_Textauszug_.
################

Hartz IV nach Kassenlage
Regelsätze sollen künftig an die Lohn- und Preisentwicklung gekoppelt werden
Debatte: Das Arbeitsministerium legte einen Gesetzentwurf vor, die genauen Zahlen sollen bald folgen.
Berlin (epd/ND). Die neuen Hartz-IV-Regelsätze sind auf dem Weg. Bundesarbeitsministerin Ursula von der Leyen (CDU) hat am Montag ihren Gesetzentwurf den anderen Ministerien zugeleitet. Die Zahlen über die Höhe der neuen Regelsätze fehlen noch. Sie sollen am kommenden Montag vorliegen. Der Regelsatz wird aber voraussichtlich erhöht. Laut dpa-Informationen treffen sich die Koalitionsspitzen am Sonntag und beraten über die Höhe der Regelsätze.
Am 20. Oktober soll das Kabinett die Hartz-IV-Reform beschließen. Damit wird das Urteil des Bundesverfassungsgerichts vom Februar umgesetzt. Die FDP will mit der Neuberechnung eine Erhöhung der Zuverdienstmöglichkeiten verknüpfen. Die Kosten sollen aus dem Arbeitsetat gegenfinanziert werden. FDP-Generalsekretär Christian Lindner relativierte aber die FDP-Forderung, wonach im Gegenzug das Arbeitslosengeld I für Ältere gekürzt werden soll. Wenn die Union einen guten Vorschlag zur Finanzierung unterbreite, bestehe man nicht darauf.

################

_Erfasste Daten_.
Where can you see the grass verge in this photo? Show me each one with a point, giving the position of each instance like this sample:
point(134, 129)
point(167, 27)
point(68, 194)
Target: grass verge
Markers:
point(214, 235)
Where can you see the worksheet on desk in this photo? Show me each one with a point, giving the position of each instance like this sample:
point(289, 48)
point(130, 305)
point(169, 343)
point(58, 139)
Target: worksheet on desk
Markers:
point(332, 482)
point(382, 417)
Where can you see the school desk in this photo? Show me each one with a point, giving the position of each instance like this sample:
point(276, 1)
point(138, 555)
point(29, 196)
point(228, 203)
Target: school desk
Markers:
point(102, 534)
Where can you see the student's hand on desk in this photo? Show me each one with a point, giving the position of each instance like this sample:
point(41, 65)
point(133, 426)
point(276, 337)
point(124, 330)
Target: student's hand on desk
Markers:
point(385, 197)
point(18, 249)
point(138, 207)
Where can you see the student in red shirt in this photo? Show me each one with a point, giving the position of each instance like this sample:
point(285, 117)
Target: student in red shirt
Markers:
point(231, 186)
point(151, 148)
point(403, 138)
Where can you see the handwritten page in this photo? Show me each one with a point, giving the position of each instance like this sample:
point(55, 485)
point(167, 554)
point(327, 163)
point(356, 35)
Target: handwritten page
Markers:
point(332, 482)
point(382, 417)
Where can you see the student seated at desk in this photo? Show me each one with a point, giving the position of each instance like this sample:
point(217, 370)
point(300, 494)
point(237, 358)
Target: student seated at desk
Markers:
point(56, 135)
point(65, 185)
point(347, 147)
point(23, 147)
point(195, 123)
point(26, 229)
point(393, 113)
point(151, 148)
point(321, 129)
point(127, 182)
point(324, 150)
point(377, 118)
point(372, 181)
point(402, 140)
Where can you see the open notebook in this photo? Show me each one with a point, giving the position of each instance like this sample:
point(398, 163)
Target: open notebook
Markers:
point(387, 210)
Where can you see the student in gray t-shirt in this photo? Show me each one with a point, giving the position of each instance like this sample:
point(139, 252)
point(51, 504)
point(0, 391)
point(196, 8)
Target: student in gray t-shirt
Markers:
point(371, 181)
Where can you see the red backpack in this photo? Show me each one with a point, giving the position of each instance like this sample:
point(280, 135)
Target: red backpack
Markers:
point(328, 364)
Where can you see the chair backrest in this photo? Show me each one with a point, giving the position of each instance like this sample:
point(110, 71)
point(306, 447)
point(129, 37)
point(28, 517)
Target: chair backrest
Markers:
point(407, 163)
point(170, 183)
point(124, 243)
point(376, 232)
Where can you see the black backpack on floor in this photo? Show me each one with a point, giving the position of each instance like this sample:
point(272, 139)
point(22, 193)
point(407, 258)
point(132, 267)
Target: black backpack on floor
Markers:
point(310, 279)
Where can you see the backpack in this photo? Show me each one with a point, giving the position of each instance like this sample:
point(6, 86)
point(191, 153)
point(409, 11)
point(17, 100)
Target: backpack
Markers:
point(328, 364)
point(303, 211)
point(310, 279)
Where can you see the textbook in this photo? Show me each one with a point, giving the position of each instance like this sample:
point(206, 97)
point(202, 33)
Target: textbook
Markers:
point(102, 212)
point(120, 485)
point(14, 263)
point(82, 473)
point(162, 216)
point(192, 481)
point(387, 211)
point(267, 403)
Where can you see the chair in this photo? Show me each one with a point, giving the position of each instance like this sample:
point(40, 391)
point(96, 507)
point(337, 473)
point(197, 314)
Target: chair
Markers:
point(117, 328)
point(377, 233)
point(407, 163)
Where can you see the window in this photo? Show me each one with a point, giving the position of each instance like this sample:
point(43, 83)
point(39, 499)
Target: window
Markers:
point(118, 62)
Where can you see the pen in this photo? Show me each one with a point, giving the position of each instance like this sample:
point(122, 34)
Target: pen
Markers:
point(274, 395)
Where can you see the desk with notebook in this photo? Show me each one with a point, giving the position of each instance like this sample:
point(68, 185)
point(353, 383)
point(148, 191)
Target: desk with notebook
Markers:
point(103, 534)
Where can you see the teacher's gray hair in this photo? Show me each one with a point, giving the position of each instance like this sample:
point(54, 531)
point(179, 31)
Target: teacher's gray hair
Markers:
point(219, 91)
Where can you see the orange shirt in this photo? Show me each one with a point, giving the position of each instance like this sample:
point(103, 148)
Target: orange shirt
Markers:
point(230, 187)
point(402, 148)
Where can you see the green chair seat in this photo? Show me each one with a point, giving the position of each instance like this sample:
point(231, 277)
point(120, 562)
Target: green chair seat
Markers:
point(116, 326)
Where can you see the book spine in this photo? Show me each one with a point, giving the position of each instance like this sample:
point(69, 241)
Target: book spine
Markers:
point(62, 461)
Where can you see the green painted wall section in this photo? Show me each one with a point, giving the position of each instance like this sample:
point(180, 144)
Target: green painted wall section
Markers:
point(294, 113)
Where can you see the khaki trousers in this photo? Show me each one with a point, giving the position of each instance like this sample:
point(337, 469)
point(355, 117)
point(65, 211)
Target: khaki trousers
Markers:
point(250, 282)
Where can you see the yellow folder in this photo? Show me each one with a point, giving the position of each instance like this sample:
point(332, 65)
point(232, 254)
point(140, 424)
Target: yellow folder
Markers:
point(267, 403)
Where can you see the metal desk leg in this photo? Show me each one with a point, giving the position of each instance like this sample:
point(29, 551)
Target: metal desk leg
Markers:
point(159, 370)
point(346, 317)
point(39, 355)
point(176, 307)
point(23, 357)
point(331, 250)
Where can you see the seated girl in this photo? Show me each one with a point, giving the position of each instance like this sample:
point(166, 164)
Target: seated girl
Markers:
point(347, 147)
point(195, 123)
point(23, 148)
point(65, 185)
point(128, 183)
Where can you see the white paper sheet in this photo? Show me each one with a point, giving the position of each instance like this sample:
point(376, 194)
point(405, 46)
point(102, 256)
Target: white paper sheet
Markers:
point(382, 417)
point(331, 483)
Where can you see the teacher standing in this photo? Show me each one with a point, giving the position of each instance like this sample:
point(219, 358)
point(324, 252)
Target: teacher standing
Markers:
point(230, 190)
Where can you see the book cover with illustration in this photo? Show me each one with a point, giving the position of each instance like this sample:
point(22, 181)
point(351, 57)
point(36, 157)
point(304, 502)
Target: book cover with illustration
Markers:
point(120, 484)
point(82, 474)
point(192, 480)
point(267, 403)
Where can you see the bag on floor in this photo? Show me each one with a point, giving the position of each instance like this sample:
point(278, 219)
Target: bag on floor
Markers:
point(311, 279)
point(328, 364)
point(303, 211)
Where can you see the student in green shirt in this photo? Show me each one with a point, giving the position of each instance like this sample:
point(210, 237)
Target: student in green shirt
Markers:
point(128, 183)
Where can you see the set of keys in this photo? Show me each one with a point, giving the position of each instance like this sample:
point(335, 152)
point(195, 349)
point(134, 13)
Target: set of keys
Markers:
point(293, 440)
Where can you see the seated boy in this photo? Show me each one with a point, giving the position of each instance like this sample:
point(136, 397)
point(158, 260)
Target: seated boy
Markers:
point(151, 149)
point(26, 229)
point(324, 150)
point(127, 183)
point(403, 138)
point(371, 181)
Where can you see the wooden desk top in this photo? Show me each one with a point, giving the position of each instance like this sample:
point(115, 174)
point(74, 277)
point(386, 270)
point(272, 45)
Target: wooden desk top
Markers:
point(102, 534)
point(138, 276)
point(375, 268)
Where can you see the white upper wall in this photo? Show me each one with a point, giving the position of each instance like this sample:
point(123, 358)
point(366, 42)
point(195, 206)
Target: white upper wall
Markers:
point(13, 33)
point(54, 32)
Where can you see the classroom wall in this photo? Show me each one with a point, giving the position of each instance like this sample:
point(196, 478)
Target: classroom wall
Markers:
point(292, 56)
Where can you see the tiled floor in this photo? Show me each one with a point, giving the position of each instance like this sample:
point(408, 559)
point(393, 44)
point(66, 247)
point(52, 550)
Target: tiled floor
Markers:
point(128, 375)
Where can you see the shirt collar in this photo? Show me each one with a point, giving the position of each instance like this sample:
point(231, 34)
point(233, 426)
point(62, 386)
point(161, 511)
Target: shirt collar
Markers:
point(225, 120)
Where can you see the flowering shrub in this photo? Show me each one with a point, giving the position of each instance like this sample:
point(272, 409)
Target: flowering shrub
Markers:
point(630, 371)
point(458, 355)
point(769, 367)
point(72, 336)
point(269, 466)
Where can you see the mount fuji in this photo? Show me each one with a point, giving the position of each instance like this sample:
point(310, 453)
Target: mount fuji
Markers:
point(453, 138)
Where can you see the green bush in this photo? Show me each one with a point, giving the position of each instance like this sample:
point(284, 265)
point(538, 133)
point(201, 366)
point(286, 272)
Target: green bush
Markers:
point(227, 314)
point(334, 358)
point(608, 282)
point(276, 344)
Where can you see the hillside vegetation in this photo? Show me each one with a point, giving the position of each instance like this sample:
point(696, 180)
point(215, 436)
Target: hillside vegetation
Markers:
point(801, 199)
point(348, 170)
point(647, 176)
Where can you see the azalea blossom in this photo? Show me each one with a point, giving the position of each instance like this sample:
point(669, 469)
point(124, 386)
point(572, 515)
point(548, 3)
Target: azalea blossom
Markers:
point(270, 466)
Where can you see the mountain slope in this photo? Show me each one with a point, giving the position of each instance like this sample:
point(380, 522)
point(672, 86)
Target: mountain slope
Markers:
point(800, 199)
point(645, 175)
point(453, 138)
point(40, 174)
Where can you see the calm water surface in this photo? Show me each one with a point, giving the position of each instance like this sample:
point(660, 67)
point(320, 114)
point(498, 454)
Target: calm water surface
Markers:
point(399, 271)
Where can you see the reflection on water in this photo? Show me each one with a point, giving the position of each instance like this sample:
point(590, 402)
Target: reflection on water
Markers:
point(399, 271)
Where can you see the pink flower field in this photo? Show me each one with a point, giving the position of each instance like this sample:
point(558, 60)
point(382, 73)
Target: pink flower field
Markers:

################

_Aufgaben_.
a) An welchem Tag soll das Kabinett laut dem Textauszug die Hartz-IV-Reform beschließen?
b) Setzen Sie den Textauszug zur Hartz-IV-Reform im Anschluss an seinen letzten Satz fort.

_Lösungen_.
a) Am 20. Oktober.

b)
Für die neuen Regelsätze soll, wie bisher, die Einkommens- und Verbrauchsstichprobe des Statistischen Bundesamtes herangezogen werden – unter Berücksichtigung einiger neuer Posten wie Internetanschluss oder Praxisgebühr. Die Regelsätze werden sich weiter am Einkommen des unteren Fünftels der Bevölkerung anlehnen.
Die jährliche Erhöhung der Sätze soll zudem nicht länger an die Rentenentwicklung gekoppelt sein. Das hatte das Verfassungsgericht unter anderem beanstandet. Stattdessen werden zu 70 Prozent das Preis- und zu 30 Prozent das Lohnniveau als Vergleichsgröße genommen. Der Paritätische Wohlfahrtsverband kritisierte die Anlehnung an Nettolöhne und Preisindex als verfassungswidrig. Hauptgeschäftsführer Ulrich Schneider sagte, das Gericht habe eine Orientierung am Bedarf verlangt.
Derzeit liegt der Regelsatz für Erwachsene bei 359 Euro im Monat. Der Kinder- und Jugendregelsatz, der bislang 60 bis 80 Prozent davon entspricht, wird auf eine eigenständige Rechenbasis gestellt. Der Entwurf umfasst auch das von Arbeitsministerin Ursula von der Leyen (CDU) angekündigte »Bildungspaket« für Kinder.
Künftig soll sichergestellt sein, dass Kinder aus Hartz-IV-Haushalten ein Schulmittagessen bezahlt bekommen sowie über eine Bildungs-Chipkarte Schulmaterial, Schulausflüge, Nachhilfe und Freizeitangebote finanzieren können. Das Arbeitsministerium wies Berichte zurück, wonach die Länder gegen die Chipkarte opponieren.
Auch die Unterkunftskosten werden neu geregelt: Die Kommunen sollen künftig selbst festlegen, in welcher Höhe sie Miete für Hartz-IV-Bezieher erstatten. Dabei sollen Mietspiegel als Norm dienen.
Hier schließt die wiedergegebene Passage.